TEXT SECTION ▸

———

• Codeforces Gym 100531I Instruction 构造


    Problem I. Instruction

    题目连接:

    http://codeforces.com/gym/100531/attachments

    Description

    Ingrid is a head of a big railway station and, among other duties, is responsible for routing trains to the
    right platforms. The station has one entrance, and there are many switches that direct trains to other
    switches and platforms.

    Each switch has one inbound track and two outbound tracks, platforms have one inbound track, and
    station entrance has one outbound track. Each outbound track is connected to one inbound track and
    vice versa. Every switch and platform is reachable from station entrance.
    Platforms have a rail dead ends and you may assume that trains disappear from the platform immediately
    after arriving to it.

    Each morning Ingrid looks at the timetable and writes switch toggling instruction: when and which
    switch to toggle. She would like to automate this process to save a lot of time.

    Input

    The first line of the input file contains a single integer n — the total number of switches and platforms
    on the station (3 ≤ n ≤ 51).

———

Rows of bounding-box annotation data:
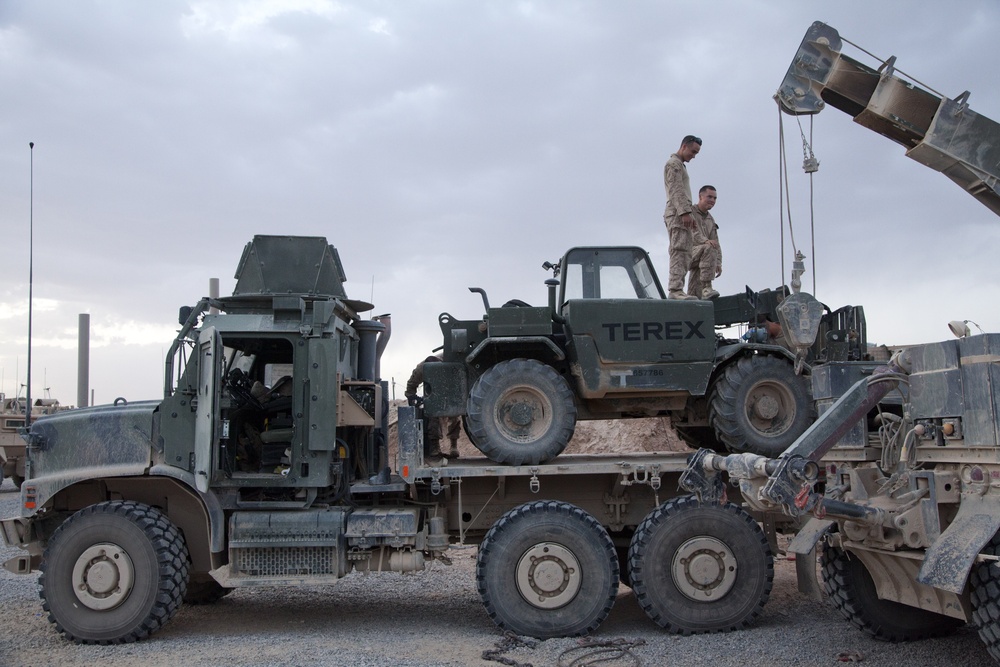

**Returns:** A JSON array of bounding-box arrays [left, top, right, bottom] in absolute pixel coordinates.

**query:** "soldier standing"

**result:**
[[663, 134, 701, 299], [403, 356, 462, 459], [687, 185, 722, 299]]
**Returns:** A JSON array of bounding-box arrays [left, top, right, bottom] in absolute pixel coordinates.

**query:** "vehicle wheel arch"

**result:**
[[43, 475, 225, 572]]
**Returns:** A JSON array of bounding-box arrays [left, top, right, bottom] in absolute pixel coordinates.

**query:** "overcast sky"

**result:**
[[0, 0, 1000, 404]]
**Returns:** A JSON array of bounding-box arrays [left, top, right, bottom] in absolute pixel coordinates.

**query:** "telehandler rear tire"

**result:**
[[708, 354, 816, 458], [466, 359, 576, 465], [476, 500, 618, 639], [38, 501, 189, 644], [969, 535, 1000, 660], [629, 496, 774, 635], [820, 544, 964, 642], [184, 575, 233, 605]]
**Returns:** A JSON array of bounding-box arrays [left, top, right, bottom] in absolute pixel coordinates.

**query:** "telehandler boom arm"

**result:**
[[774, 21, 1000, 215]]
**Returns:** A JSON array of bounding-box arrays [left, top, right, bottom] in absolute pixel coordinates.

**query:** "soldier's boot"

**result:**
[[426, 440, 444, 459]]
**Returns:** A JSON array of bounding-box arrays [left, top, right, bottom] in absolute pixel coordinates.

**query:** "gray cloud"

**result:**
[[0, 0, 1000, 402]]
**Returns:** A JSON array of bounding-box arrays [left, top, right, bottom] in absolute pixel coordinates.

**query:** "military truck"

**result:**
[[424, 247, 871, 465], [0, 236, 773, 644], [682, 23, 1000, 661], [0, 394, 67, 488]]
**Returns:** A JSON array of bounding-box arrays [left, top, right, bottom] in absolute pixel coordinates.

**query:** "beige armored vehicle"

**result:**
[[0, 394, 67, 488]]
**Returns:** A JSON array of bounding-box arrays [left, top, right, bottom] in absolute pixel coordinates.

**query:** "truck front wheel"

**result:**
[[476, 500, 618, 639], [466, 359, 576, 465], [708, 354, 816, 458], [629, 496, 774, 635], [38, 501, 188, 644]]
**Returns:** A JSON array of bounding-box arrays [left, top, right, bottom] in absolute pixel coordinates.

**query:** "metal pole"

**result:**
[[24, 141, 35, 427], [76, 313, 90, 408]]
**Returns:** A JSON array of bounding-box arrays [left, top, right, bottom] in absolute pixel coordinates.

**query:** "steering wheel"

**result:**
[[226, 368, 264, 410]]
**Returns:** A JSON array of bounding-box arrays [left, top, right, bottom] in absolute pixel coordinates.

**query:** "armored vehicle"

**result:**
[[424, 247, 869, 464], [0, 236, 773, 643], [682, 23, 1000, 660]]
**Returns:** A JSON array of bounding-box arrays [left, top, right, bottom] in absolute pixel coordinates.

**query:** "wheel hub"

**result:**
[[671, 537, 737, 602], [73, 544, 135, 611], [753, 395, 781, 419], [516, 542, 582, 609]]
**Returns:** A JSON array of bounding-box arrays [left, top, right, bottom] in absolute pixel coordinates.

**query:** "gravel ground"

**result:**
[[0, 480, 996, 667]]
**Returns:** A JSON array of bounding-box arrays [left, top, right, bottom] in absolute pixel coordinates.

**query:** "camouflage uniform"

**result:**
[[687, 206, 722, 298], [403, 357, 462, 458], [663, 153, 694, 294]]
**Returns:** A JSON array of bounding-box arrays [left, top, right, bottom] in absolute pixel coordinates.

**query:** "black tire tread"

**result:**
[[820, 544, 963, 643], [708, 354, 816, 457], [476, 500, 619, 637], [464, 359, 576, 465], [38, 500, 189, 645], [629, 496, 774, 636]]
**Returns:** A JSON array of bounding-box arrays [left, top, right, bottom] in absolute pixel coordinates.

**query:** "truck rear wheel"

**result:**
[[38, 501, 188, 644], [466, 359, 576, 465], [708, 354, 816, 458], [629, 496, 774, 635], [820, 544, 963, 642], [184, 574, 233, 605], [476, 500, 618, 639]]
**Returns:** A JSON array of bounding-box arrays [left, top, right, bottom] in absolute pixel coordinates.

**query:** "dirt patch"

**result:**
[[389, 401, 690, 456]]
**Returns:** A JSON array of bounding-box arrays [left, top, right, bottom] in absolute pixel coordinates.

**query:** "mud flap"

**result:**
[[917, 495, 1000, 593], [788, 518, 835, 600]]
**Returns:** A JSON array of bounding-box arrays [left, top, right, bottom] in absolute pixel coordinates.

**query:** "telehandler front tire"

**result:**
[[708, 354, 816, 458], [820, 544, 960, 642], [466, 359, 576, 465], [38, 501, 189, 644]]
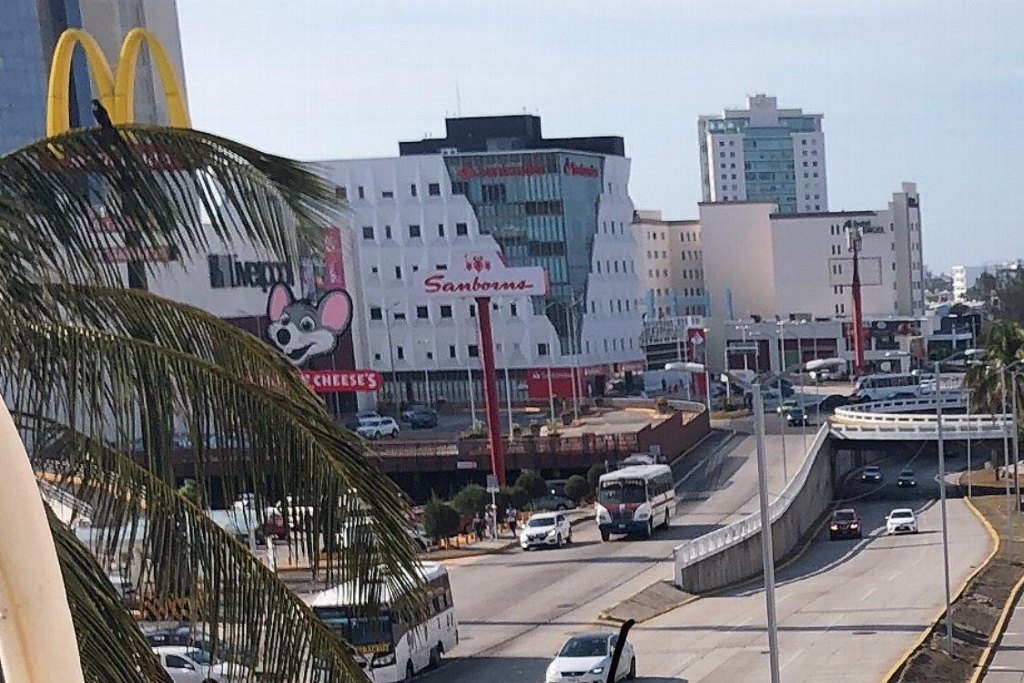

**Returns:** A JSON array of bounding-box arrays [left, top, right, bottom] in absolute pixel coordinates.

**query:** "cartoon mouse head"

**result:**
[[266, 284, 352, 366]]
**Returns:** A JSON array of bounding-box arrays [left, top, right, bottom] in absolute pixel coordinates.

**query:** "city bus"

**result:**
[[594, 465, 676, 541], [310, 562, 459, 683]]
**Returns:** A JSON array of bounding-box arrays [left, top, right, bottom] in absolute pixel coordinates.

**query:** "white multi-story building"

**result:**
[[697, 94, 828, 213], [318, 116, 642, 402], [699, 182, 925, 357]]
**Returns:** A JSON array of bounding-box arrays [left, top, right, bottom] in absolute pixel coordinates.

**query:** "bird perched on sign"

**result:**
[[92, 99, 114, 130]]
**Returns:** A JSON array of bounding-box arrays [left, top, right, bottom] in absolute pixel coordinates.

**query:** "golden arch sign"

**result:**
[[46, 28, 191, 137]]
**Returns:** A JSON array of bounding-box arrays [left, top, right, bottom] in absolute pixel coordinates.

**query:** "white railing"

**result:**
[[673, 425, 828, 577]]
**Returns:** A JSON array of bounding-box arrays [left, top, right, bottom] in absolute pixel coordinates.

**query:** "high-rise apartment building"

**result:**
[[697, 94, 828, 213], [0, 0, 184, 153]]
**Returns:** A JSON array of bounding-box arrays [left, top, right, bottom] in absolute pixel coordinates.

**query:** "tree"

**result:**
[[0, 125, 422, 683], [515, 470, 548, 501], [423, 497, 459, 541], [565, 474, 594, 505], [452, 483, 490, 515]]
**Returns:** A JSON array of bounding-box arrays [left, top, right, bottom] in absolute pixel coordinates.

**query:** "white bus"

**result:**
[[310, 562, 459, 683], [594, 465, 676, 541]]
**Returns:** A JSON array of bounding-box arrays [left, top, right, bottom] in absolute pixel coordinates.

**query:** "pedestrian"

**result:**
[[505, 503, 519, 538]]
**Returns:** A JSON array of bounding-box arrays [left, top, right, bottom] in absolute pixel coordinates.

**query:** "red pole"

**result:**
[[850, 233, 864, 377], [476, 297, 505, 486]]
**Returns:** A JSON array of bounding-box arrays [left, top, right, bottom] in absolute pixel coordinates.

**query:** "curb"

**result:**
[[881, 498, 999, 683]]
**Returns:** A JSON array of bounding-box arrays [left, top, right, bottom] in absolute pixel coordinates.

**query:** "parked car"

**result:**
[[860, 465, 882, 483], [896, 469, 918, 488], [828, 508, 864, 541], [544, 631, 637, 683], [401, 405, 437, 429], [355, 418, 401, 438], [519, 512, 572, 550], [530, 494, 575, 510], [153, 645, 250, 683], [886, 508, 918, 536]]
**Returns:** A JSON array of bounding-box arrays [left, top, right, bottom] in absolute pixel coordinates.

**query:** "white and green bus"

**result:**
[[310, 562, 459, 683]]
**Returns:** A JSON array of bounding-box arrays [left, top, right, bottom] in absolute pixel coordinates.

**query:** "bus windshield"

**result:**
[[597, 479, 647, 506], [313, 607, 392, 654]]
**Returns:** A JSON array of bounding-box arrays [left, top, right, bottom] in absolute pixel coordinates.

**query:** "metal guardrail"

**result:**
[[673, 425, 828, 577]]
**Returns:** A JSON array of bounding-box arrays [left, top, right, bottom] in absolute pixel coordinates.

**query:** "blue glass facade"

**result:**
[[444, 152, 604, 352]]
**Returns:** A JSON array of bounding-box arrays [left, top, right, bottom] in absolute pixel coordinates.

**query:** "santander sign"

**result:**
[[422, 253, 549, 298]]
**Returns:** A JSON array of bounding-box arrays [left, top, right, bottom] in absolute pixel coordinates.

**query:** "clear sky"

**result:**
[[177, 0, 1024, 271]]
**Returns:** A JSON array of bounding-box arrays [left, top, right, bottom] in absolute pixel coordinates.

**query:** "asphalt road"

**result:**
[[415, 428, 800, 683], [415, 436, 990, 683]]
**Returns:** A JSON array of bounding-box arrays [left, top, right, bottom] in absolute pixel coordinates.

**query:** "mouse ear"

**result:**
[[266, 283, 292, 321], [318, 290, 352, 335]]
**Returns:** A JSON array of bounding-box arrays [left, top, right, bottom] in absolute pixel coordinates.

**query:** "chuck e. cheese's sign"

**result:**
[[420, 253, 550, 298]]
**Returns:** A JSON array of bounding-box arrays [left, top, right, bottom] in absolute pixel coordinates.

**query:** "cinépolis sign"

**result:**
[[206, 254, 295, 292]]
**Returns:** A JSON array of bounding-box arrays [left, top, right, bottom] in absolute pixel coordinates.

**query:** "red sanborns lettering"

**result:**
[[299, 370, 384, 393], [562, 159, 599, 178], [423, 272, 536, 294]]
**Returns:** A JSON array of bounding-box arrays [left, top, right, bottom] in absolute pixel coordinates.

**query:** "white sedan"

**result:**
[[886, 508, 918, 535], [153, 645, 250, 683], [519, 512, 572, 550], [544, 632, 637, 683]]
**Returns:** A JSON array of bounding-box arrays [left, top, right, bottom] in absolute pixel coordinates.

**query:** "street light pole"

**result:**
[[935, 360, 953, 655], [753, 382, 781, 683]]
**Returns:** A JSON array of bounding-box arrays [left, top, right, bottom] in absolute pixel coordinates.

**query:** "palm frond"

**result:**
[[29, 416, 391, 683], [0, 126, 341, 284], [47, 499, 171, 683]]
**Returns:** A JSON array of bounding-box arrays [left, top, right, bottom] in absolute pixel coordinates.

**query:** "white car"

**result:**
[[355, 418, 401, 438], [153, 645, 250, 683], [519, 512, 572, 550], [886, 508, 918, 535], [544, 632, 637, 683]]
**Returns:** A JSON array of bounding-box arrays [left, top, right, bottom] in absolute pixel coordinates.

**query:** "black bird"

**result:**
[[92, 99, 114, 130]]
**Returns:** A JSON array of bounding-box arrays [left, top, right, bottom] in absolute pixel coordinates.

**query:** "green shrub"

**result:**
[[452, 483, 490, 515], [565, 474, 593, 505], [423, 497, 459, 541], [515, 470, 548, 501]]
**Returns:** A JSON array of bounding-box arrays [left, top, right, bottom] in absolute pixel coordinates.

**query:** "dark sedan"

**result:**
[[828, 508, 864, 541]]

———

Repeat the part of the problem statement that begins at the words "http://codeforces.com/gym/100531/attachments" and stops after the words "arriving to it.".

IN RESPONSE ▸
http://codeforces.com/gym/100531/attachments

    Description

    Ingrid is a head of a big railway station and, among other duties, is responsible for routing trains to the
    right platforms. The station has one entrance, and there are many switches that direct trains to other
    switches and platforms.

    Each switch has one inbound track and two outbound tracks, platforms have one inbound track, and
    station entrance has one outbound track. Each outbound track is connected to one inbound track and
    vice versa. Every switch and platform is reachable from station entrance.
    Platforms have a rail dead ends and you may assume that trains disappear from the platform immediately
    after arriving to it.